De leden van de CDA-fractie maken zich veel zorgen over toenemende repressie en de daarmee samenhangende onveiligheid van mensenrechten- en vredesactivisten in Zuid-Sudan. En is er verbaasd over dat hier geen aandacht aan wordt besteed in de brief. Waarom niet?

Is de Minister bereid hier alsnog op in te gaan? Staan de verslechterende veiligheidssituatie van mensenrechten- en vredesactivisten in Zuid-Sudan voldoende op het netvlies van Nederland en andere internationale actoren? Wat kan de Nederlandse ambassade doen om in haar dagelijkse activiteiten rekening te houden met de mogelijke nadelige gevolgen voor Zuid-Sudanezen om in contact te treden met internationale actoren en wat kan Nederland extra doen om deze mensen toch te steunen in hun werk nu te beschermen?

Reactie van het kabinet:

Het kabinet deelt de zorgen van de CDA-fractie over de verslechterende mensenrechtensituatie in Zuid-Sudan. Het politiek-maatschappelijk klimaat in Zuid-Sudan wordt repressiever. Voorbeelden hiervan zijn de inperking van de vrijheid van meningsuiting door intimidatie van journalisten en het tijdelijk sluiten van radiostations door de nationale veiligheidsdienst evenals pogingen om greep te krijgen op NGO’s.

● Bronmateriaal:
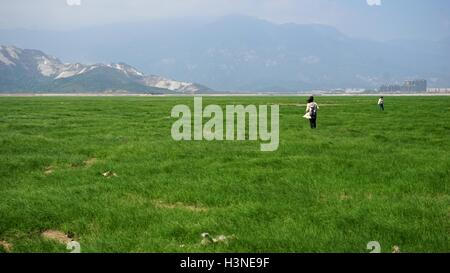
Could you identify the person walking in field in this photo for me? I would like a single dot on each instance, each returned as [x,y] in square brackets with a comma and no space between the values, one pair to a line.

● Wat gevraagd wordt:
Beantwoord aan de hand van het tekstfragment over Zuid-Sudan de volgende vragen:
(a) Om de veiligheid van welke groep maken de leden van de CDA-fractie zich zorgen?
(b) Door welke instantie werden volgens de reactie van het kabinet radiostations tijdelijk gesloten?
(c) Hoe verandert volgens het kabinet het politiek-maatschappelijk klimaat in Zuid-Sudan?

● Oplossing:
(a) Om de veiligheid van mensenrechten- en vredesactivisten in Zuid-Sudan.
(b) Door de nationale veiligheidsdienst.
(c) Het klimaat wordt repressiever.